=== EXERCISE INPUT ===
-- Start --
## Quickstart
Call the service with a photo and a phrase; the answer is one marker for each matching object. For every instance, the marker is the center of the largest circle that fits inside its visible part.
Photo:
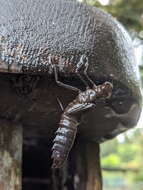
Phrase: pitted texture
(31, 30)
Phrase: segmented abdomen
(64, 139)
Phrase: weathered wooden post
(10, 155)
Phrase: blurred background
(122, 158)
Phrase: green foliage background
(128, 154)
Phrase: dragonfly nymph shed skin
(66, 133)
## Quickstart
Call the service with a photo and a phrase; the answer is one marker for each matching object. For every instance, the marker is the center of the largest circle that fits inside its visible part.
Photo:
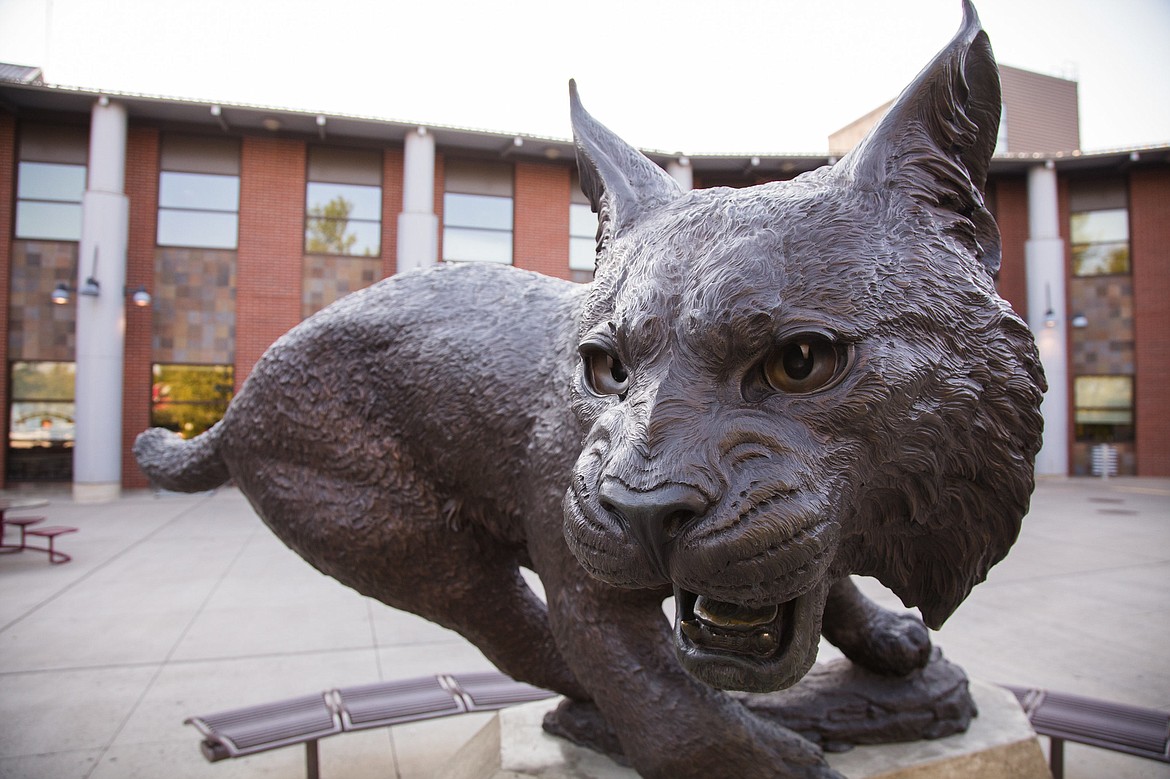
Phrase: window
(50, 181)
(188, 399)
(1100, 242)
(199, 193)
(477, 213)
(582, 236)
(343, 202)
(1103, 408)
(41, 422)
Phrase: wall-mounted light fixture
(1050, 316)
(63, 293)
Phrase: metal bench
(1062, 717)
(309, 718)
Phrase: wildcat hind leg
(390, 538)
(874, 638)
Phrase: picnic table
(26, 524)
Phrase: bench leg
(311, 760)
(1057, 757)
(55, 558)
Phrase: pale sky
(716, 76)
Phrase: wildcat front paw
(892, 643)
(899, 643)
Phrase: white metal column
(418, 226)
(1045, 264)
(101, 318)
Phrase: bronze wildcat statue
(764, 391)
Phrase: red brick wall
(1149, 219)
(391, 207)
(142, 188)
(1011, 214)
(541, 238)
(7, 200)
(272, 247)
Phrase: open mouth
(720, 626)
(752, 648)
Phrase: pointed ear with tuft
(937, 139)
(621, 184)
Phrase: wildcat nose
(653, 517)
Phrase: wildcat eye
(604, 372)
(805, 364)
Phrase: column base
(999, 743)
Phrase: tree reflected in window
(190, 399)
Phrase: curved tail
(174, 463)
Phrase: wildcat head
(790, 383)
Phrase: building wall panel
(1149, 213)
(272, 246)
(541, 236)
(142, 190)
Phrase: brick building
(239, 221)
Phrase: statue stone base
(999, 743)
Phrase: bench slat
(389, 703)
(256, 729)
(1131, 730)
(491, 690)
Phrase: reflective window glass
(1103, 407)
(41, 422)
(48, 221)
(198, 228)
(462, 245)
(343, 219)
(477, 228)
(198, 209)
(48, 201)
(199, 191)
(582, 236)
(50, 181)
(1100, 242)
(489, 212)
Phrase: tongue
(733, 617)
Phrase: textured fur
(425, 438)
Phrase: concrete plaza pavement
(183, 605)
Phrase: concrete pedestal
(999, 743)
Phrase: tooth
(764, 643)
(730, 615)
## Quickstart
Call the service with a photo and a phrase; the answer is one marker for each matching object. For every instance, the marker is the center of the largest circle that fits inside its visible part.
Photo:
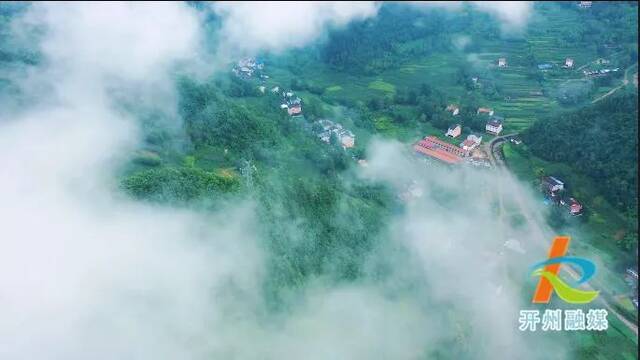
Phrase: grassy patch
(382, 86)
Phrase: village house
(435, 148)
(575, 208)
(294, 110)
(484, 111)
(585, 4)
(345, 137)
(454, 131)
(551, 184)
(470, 143)
(545, 66)
(494, 125)
(568, 63)
(453, 109)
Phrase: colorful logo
(549, 280)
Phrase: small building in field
(552, 184)
(482, 111)
(494, 125)
(585, 4)
(568, 62)
(453, 109)
(347, 139)
(437, 149)
(470, 143)
(454, 131)
(575, 208)
(295, 110)
(545, 66)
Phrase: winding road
(537, 223)
(625, 82)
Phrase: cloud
(512, 15)
(86, 272)
(250, 27)
(456, 232)
(83, 271)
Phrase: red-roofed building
(295, 110)
(575, 208)
(438, 149)
(485, 111)
(433, 142)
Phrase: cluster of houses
(568, 64)
(599, 73)
(585, 4)
(247, 67)
(493, 126)
(553, 188)
(344, 136)
(435, 148)
(631, 278)
(494, 123)
(290, 102)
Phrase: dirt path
(625, 81)
(537, 223)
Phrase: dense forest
(600, 141)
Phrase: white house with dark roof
(494, 125)
(454, 131)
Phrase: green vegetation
(380, 79)
(600, 141)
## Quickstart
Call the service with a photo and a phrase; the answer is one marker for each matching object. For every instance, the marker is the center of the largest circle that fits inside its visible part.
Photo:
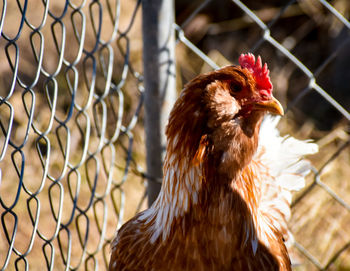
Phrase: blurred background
(72, 100)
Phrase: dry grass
(319, 223)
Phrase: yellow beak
(273, 106)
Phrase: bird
(228, 178)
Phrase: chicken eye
(235, 87)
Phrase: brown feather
(206, 216)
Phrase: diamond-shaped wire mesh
(71, 137)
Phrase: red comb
(260, 73)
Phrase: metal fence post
(159, 82)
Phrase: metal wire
(71, 94)
(312, 85)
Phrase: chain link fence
(72, 147)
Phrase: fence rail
(75, 77)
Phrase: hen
(228, 174)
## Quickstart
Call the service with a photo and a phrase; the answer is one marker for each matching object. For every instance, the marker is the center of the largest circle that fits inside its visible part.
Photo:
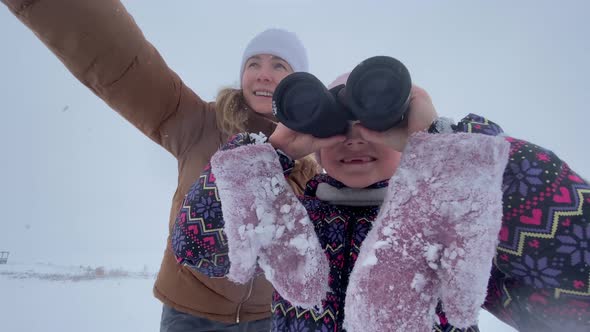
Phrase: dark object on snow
(376, 93)
(4, 257)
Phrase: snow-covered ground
(51, 297)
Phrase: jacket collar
(328, 189)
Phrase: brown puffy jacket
(99, 42)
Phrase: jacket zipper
(244, 301)
(347, 252)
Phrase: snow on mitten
(264, 219)
(440, 185)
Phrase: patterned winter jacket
(540, 275)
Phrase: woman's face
(262, 74)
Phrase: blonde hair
(231, 111)
(232, 115)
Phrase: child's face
(358, 163)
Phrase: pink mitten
(422, 236)
(264, 220)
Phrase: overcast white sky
(78, 183)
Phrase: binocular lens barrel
(377, 93)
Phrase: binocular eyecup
(376, 93)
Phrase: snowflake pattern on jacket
(540, 275)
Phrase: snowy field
(50, 297)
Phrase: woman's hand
(297, 145)
(421, 115)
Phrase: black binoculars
(376, 93)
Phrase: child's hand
(297, 145)
(420, 116)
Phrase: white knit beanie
(277, 42)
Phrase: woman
(99, 42)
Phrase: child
(424, 236)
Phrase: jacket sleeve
(198, 237)
(434, 238)
(102, 46)
(541, 274)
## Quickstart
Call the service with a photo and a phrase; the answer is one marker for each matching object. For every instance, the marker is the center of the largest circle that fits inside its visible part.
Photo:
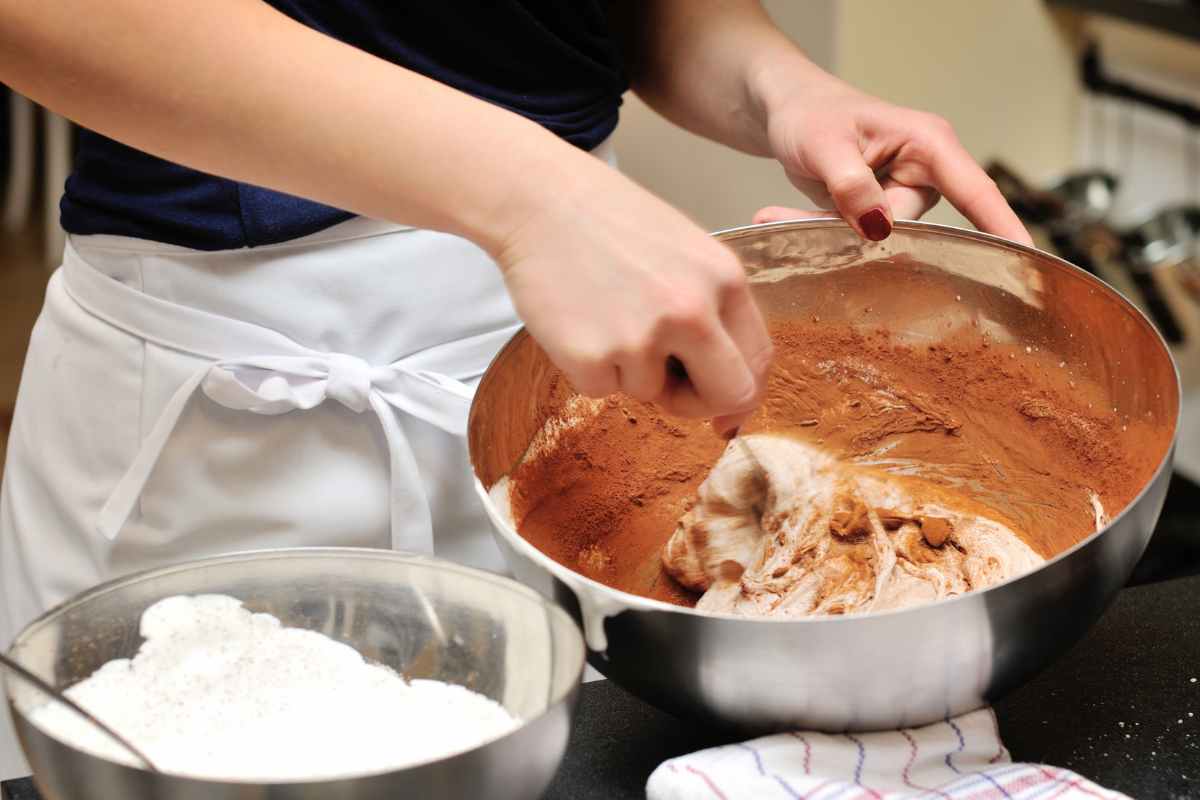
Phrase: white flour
(220, 692)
-- End --
=== EXERCISE GOAL ===
Retype everything in the data from the line containing "Phrase: jacket collar" down to the very end, including both of those lines. Leave the pictures out of your copy.

=== WRITTEN RESPONSE ===
Phrase: jacket collar
(328, 189)
Phrase: brown puffy jacket
(99, 42)
Phrase: jacket zipper
(244, 301)
(347, 252)
Phrase: snow on mitten
(264, 219)
(440, 185)
Phrase: patterned winter jacket
(540, 275)
Phrase: woman's face
(262, 74)
Phrase: blonde hair
(231, 111)
(232, 115)
Phrase: child's face
(358, 163)
Phrase: pink mitten
(422, 236)
(264, 220)
Phrase: overcast white sky
(78, 183)
Phrase: binocular lens barrel
(377, 93)
Phrase: binocular eyecup
(376, 93)
Phrase: snowflake pattern on jacket
(540, 275)
Phrase: snowy field
(50, 297)
Phrase: woman's hand
(297, 145)
(421, 115)
Phrase: black binoculars
(376, 93)
Phrase: child's hand
(297, 145)
(420, 116)
Phrase: white knit beanie
(277, 42)
Phrase: woman
(99, 42)
Phrase: child
(424, 236)
Phrase: jacket sleeve
(198, 237)
(434, 238)
(102, 46)
(541, 274)
## Quickstart
Call the service with a photo and a phrase; the answer is one marker for each matching object. For every instance, the marker is the center of the largest circle that fits inside its visible part.
Photo:
Phrase: white flour
(220, 692)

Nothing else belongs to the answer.